YOUR INSTRUCTIONS:
What should come back is the data below, word for word, minus any picture.

═══

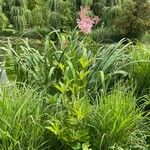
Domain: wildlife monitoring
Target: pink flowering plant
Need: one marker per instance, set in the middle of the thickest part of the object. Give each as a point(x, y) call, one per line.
point(86, 22)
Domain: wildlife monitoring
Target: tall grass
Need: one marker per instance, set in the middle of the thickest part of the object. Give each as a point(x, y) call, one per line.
point(65, 59)
point(21, 125)
point(116, 123)
point(140, 69)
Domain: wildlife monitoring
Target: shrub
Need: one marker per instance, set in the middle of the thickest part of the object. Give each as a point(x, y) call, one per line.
point(140, 68)
point(134, 20)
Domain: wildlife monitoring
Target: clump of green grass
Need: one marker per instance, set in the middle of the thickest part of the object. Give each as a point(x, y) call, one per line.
point(117, 123)
point(21, 113)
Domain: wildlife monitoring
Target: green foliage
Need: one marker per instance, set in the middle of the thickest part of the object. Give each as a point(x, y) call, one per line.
point(19, 14)
point(3, 18)
point(140, 68)
point(134, 20)
point(8, 32)
point(65, 61)
point(20, 118)
point(116, 123)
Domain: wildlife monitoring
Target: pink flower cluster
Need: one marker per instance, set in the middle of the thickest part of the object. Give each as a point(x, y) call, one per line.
point(85, 23)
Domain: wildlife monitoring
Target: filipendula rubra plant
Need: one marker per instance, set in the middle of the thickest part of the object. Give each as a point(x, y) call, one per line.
point(86, 22)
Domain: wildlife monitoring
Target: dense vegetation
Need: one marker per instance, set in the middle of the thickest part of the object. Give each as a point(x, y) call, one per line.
point(118, 18)
point(67, 89)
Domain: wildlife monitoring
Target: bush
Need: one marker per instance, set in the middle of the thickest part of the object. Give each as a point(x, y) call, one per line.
point(134, 20)
point(140, 68)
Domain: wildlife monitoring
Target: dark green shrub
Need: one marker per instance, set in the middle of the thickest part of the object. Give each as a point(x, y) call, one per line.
point(134, 20)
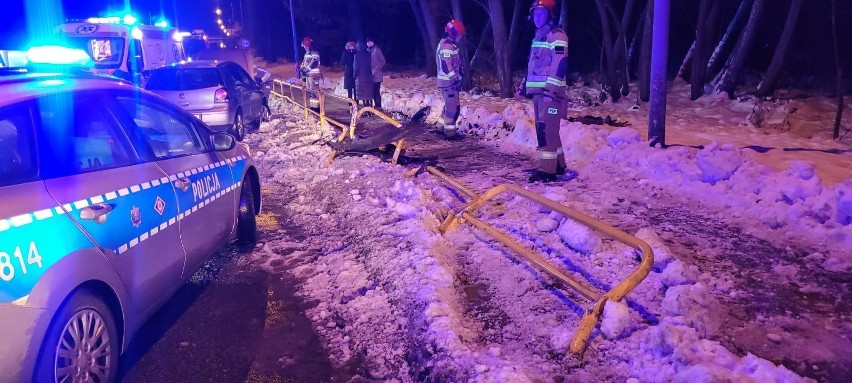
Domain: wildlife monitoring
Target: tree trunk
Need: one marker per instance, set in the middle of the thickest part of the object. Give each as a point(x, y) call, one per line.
point(611, 72)
point(467, 79)
point(621, 48)
point(731, 74)
point(429, 50)
point(723, 43)
point(839, 68)
point(686, 65)
point(645, 56)
point(501, 48)
point(779, 57)
point(431, 29)
point(634, 44)
point(477, 55)
point(515, 28)
point(703, 29)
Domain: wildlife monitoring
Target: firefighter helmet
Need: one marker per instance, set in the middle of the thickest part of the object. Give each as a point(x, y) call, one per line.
point(455, 29)
point(549, 4)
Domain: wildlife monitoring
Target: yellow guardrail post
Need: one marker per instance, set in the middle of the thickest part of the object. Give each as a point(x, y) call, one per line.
point(397, 151)
point(321, 97)
point(592, 313)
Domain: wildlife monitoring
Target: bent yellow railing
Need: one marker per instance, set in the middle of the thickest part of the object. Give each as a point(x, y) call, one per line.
point(288, 92)
point(475, 201)
point(592, 313)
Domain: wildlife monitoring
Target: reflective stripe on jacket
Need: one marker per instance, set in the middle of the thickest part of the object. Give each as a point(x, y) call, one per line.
point(310, 64)
point(449, 63)
point(548, 65)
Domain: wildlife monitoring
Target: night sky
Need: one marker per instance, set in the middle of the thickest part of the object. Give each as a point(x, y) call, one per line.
point(14, 30)
point(392, 24)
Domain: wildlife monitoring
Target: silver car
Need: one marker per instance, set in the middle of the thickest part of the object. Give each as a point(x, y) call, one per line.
point(111, 198)
point(220, 93)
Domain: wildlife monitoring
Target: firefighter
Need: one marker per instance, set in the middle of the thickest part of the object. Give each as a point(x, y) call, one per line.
point(348, 61)
point(449, 74)
point(310, 69)
point(545, 83)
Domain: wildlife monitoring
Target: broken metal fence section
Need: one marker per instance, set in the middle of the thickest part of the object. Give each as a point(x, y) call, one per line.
point(474, 201)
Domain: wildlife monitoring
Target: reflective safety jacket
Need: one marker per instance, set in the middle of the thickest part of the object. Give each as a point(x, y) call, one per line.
point(310, 64)
point(548, 65)
point(449, 64)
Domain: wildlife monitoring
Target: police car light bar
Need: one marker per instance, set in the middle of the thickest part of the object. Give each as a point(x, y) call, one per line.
point(128, 19)
point(58, 55)
point(104, 20)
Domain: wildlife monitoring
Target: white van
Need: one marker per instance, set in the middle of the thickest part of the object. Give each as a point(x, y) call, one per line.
point(124, 50)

═══

YOUR SOLUTION:
Domain: wildlife monitoring
Target: pink flowering plant
Need: one marker per instance, set in the middle of the thickest part of the object. Give each as a point(x, y) call, one per line.
point(86, 22)
Domain: wildlife monitoring
Target: tall grass
Need: one marker per instance, set in the middle of the thickest part of the object. Give each as a point(x, y) call, one per line.
point(65, 59)
point(21, 125)
point(116, 123)
point(140, 69)
Domain: wildlife monitoring
Target: shrub
Need: one marker per instance, set in the middle of the thickest part of the object. Give each as a point(x, y) call, one per line.
point(140, 68)
point(134, 20)
Domain: wildlife monitoring
Target: clump of green grass
Need: one marker per instance, set in the middle of the thickest part of the object. Give each as a point(x, y) call, one per line.
point(117, 123)
point(21, 113)
Domain: wildlife monitoring
Target: green foliage
Need: one marker per instance, set in the middle of the thickest part of the object. Give each as a point(x, y) call, one per line.
point(19, 14)
point(3, 18)
point(140, 68)
point(134, 20)
point(8, 32)
point(65, 61)
point(20, 118)
point(116, 123)
Domain: wildlife monitoring
Target: pink flower cluster
Need: one marker per instance, set in the middle of the thickest part of the object. Give each as a point(x, y) call, one per line.
point(85, 23)
Domain: wildlife monitoring
Target: filipendula rubra plant
Need: one marker per instance, set in the middle of the thickest part of the object. Give each as a point(x, y) call, one per line.
point(86, 22)
Domain: wildlife monitoring
Target: dense vegetation
Need: one marker per instance, set in the middle of the thickest part of the object. Give each as a point(x, y) call, one per line.
point(118, 18)
point(67, 89)
Domain: wildlife monitoring
Target: bush
Need: one marker per instance, set in the middle of the thickest part of the object. Give each as a point(x, y) call, one per line.
point(134, 20)
point(140, 68)
Domain: wildlife monitoring
Target: dark green shrub
Need: one marker per instance, set in the middle of the thickest part of the object. Give each as a point(x, y) call, one per line.
point(134, 20)
Domain: wildlife monitoring
Target: tree trunk
Need: one marker per instance, set in the middle of the thickest part of the object. Give each as a point(x, y) call, one per line.
point(611, 72)
point(467, 79)
point(621, 48)
point(731, 74)
point(429, 50)
point(723, 43)
point(839, 68)
point(686, 65)
point(645, 56)
point(501, 48)
point(779, 57)
point(431, 29)
point(634, 44)
point(477, 55)
point(515, 28)
point(703, 29)
Domain: wildlife monitoring
Target: firefighter helmet
Need: one marker per instance, set in the middle of the thickest part of the object. Give each as a point(x, y) call, one per line.
point(455, 29)
point(549, 4)
Domain: wildlife monitoring
Target: yellow guardrail post
Need: one marker per instance, set in the middle of the thickest part of the object. Give each as a point(x, y) call, one per line.
point(397, 151)
point(321, 97)
point(592, 313)
Domain: wildlife monitoring
Target: bent yellow railing
Need: one marker per instance, set in the middle of the thickest part of the object. Give each as a point(x, y) call, one per line.
point(288, 92)
point(475, 201)
point(592, 313)
Domain: wildlife monitoring
Target: reflective stripe on jacket
Need: one marker per instance, set in the middle of the thickest part of the object. Give each as a point(x, y) call, one per line.
point(310, 64)
point(449, 63)
point(548, 65)
Domain: wildlife monitoring
Target: night sky
Need: one marker per instance, set in the middle of the thickest part of the object. Give each as a point(x, y) call, one per line.
point(14, 30)
point(392, 24)
Domain: wildlife monitoring
Target: silver car
Need: one marker per instance, set in the middle of the thickest part of the object. Give each as a point(x, y) call, one per line.
point(111, 198)
point(220, 93)
Domain: wildlife monitoring
Target: firefighter
Need: one marker per instance, set in the middle of the thickest part of the object. Give each as a point(x, y) call, one per line.
point(348, 61)
point(449, 74)
point(310, 69)
point(545, 83)
Domain: wildlife monitoring
Target: broken metal fence section
Need: one marker per instance, set in the middle of the thickest part of the object. Give each as a point(x, y) call, one per line.
point(474, 201)
Domain: wildlife monitoring
Target: reflective safety jacket
Need: one marker per instance, set in the middle of the thickest part of the object. Give each as a point(x, y) call, one per line.
point(310, 64)
point(548, 65)
point(449, 64)
Domain: wildlife monitoring
Target: police car light bar
Need: one marker per instance, set in the middle of the thickest part of the object. Give each as a point(x, y) call, one per line.
point(128, 19)
point(58, 55)
point(104, 20)
Domain: wildlife monitoring
Target: white van
Need: one marker per instance, set in the middle of the thickest part of the object. Give each as a point(x, y) call, one per line.
point(124, 50)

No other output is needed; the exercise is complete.